## Exercise aim
The required result is the exact run of lines beginning at the one containing "A test script needs to interact with the green" and ending at the last line of the entries.

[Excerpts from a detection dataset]
□ □ □ □
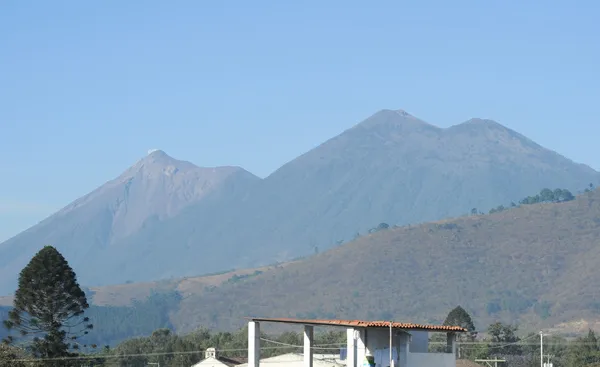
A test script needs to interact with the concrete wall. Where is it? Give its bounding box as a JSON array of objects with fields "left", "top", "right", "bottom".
[
  {"left": 407, "top": 353, "right": 456, "bottom": 367},
  {"left": 410, "top": 331, "right": 429, "bottom": 353}
]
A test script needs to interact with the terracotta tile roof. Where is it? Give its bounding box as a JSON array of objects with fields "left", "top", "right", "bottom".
[
  {"left": 456, "top": 359, "right": 483, "bottom": 367},
  {"left": 248, "top": 317, "right": 467, "bottom": 332}
]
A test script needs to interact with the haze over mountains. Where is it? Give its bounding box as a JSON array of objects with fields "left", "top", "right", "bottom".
[{"left": 0, "top": 110, "right": 600, "bottom": 294}]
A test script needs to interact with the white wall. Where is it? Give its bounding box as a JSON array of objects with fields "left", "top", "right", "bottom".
[
  {"left": 407, "top": 353, "right": 456, "bottom": 367},
  {"left": 410, "top": 331, "right": 429, "bottom": 353}
]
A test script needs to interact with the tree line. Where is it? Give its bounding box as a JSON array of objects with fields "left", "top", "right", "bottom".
[
  {"left": 430, "top": 306, "right": 600, "bottom": 367},
  {"left": 0, "top": 246, "right": 600, "bottom": 367}
]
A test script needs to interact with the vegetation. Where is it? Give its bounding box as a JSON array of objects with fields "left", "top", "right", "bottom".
[
  {"left": 488, "top": 184, "right": 576, "bottom": 214},
  {"left": 4, "top": 246, "right": 93, "bottom": 366},
  {"left": 157, "top": 191, "right": 600, "bottom": 332}
]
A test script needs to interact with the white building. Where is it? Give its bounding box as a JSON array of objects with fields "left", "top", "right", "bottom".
[
  {"left": 237, "top": 353, "right": 345, "bottom": 367},
  {"left": 192, "top": 348, "right": 247, "bottom": 367},
  {"left": 247, "top": 318, "right": 467, "bottom": 367}
]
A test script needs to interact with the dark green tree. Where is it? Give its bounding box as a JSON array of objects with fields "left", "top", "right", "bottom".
[
  {"left": 487, "top": 322, "right": 522, "bottom": 356},
  {"left": 444, "top": 306, "right": 477, "bottom": 338},
  {"left": 444, "top": 306, "right": 477, "bottom": 358},
  {"left": 568, "top": 330, "right": 600, "bottom": 367},
  {"left": 4, "top": 246, "right": 92, "bottom": 366}
]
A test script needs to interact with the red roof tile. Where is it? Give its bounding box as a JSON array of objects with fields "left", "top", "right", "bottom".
[{"left": 249, "top": 317, "right": 467, "bottom": 332}]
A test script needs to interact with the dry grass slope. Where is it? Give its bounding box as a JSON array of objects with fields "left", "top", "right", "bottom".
[{"left": 166, "top": 191, "right": 600, "bottom": 329}]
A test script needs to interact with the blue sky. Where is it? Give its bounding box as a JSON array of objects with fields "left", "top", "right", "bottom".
[{"left": 0, "top": 0, "right": 600, "bottom": 240}]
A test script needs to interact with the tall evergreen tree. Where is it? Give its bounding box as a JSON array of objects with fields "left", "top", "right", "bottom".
[
  {"left": 4, "top": 246, "right": 92, "bottom": 366},
  {"left": 444, "top": 306, "right": 477, "bottom": 358}
]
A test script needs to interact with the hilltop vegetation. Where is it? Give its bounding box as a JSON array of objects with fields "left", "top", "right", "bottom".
[
  {"left": 0, "top": 110, "right": 600, "bottom": 294},
  {"left": 166, "top": 190, "right": 600, "bottom": 330},
  {"left": 1, "top": 190, "right": 600, "bottom": 345}
]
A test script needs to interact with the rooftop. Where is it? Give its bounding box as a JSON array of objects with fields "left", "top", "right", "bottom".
[{"left": 249, "top": 317, "right": 467, "bottom": 332}]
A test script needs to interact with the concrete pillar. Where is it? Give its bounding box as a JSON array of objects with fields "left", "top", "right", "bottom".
[
  {"left": 346, "top": 328, "right": 356, "bottom": 367},
  {"left": 248, "top": 321, "right": 260, "bottom": 367},
  {"left": 446, "top": 333, "right": 456, "bottom": 355},
  {"left": 304, "top": 325, "right": 314, "bottom": 367}
]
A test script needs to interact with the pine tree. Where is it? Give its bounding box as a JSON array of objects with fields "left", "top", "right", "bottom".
[
  {"left": 444, "top": 306, "right": 476, "bottom": 337},
  {"left": 444, "top": 306, "right": 477, "bottom": 358},
  {"left": 4, "top": 246, "right": 92, "bottom": 366}
]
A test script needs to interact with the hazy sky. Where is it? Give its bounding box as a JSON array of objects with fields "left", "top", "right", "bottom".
[{"left": 0, "top": 0, "right": 600, "bottom": 240}]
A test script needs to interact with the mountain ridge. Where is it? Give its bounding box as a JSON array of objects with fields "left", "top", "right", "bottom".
[{"left": 0, "top": 110, "right": 600, "bottom": 290}]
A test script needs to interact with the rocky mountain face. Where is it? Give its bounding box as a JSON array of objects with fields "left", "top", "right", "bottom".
[
  {"left": 0, "top": 150, "right": 260, "bottom": 289},
  {"left": 0, "top": 110, "right": 600, "bottom": 290}
]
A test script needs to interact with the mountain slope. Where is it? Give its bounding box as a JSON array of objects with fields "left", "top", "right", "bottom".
[
  {"left": 0, "top": 110, "right": 600, "bottom": 290},
  {"left": 0, "top": 150, "right": 260, "bottom": 289},
  {"left": 119, "top": 110, "right": 600, "bottom": 275},
  {"left": 174, "top": 191, "right": 600, "bottom": 331}
]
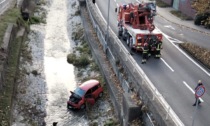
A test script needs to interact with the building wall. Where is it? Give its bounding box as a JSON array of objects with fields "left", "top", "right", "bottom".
[{"left": 179, "top": 0, "right": 196, "bottom": 18}]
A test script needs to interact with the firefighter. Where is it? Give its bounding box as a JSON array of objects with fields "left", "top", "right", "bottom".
[
  {"left": 141, "top": 43, "right": 149, "bottom": 64},
  {"left": 128, "top": 36, "right": 133, "bottom": 55},
  {"left": 118, "top": 21, "right": 123, "bottom": 38},
  {"left": 155, "top": 41, "right": 162, "bottom": 58}
]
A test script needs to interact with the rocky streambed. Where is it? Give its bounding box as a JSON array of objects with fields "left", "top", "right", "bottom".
[{"left": 12, "top": 0, "right": 117, "bottom": 126}]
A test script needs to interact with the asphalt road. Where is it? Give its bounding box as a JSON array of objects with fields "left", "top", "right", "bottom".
[{"left": 96, "top": 0, "right": 210, "bottom": 126}]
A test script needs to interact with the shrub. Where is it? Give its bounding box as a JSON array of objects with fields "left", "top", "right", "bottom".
[{"left": 180, "top": 42, "right": 210, "bottom": 68}]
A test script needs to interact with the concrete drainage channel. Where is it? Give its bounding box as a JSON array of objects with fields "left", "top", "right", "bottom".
[{"left": 80, "top": 0, "right": 183, "bottom": 126}]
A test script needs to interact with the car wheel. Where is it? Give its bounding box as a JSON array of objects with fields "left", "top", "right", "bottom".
[
  {"left": 98, "top": 92, "right": 103, "bottom": 98},
  {"left": 126, "top": 38, "right": 130, "bottom": 46},
  {"left": 80, "top": 104, "right": 86, "bottom": 109}
]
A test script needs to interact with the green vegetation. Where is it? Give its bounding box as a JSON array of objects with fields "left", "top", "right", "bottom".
[
  {"left": 171, "top": 10, "right": 193, "bottom": 20},
  {"left": 90, "top": 62, "right": 99, "bottom": 71},
  {"left": 0, "top": 37, "right": 22, "bottom": 126},
  {"left": 0, "top": 8, "right": 20, "bottom": 45},
  {"left": 156, "top": 0, "right": 170, "bottom": 8},
  {"left": 180, "top": 42, "right": 210, "bottom": 69},
  {"left": 192, "top": 0, "right": 210, "bottom": 29}
]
□ □ □ □
## Solution to the exercise
A test script needs to interact with the green vegetation. Where is it? Give its bounding box as a JSON array of objects with fields "left", "top", "right", "bottom".
[
  {"left": 171, "top": 10, "right": 193, "bottom": 20},
  {"left": 90, "top": 62, "right": 99, "bottom": 71},
  {"left": 0, "top": 37, "right": 22, "bottom": 126},
  {"left": 0, "top": 8, "right": 20, "bottom": 45},
  {"left": 156, "top": 0, "right": 170, "bottom": 8},
  {"left": 180, "top": 42, "right": 210, "bottom": 69},
  {"left": 192, "top": 0, "right": 210, "bottom": 29}
]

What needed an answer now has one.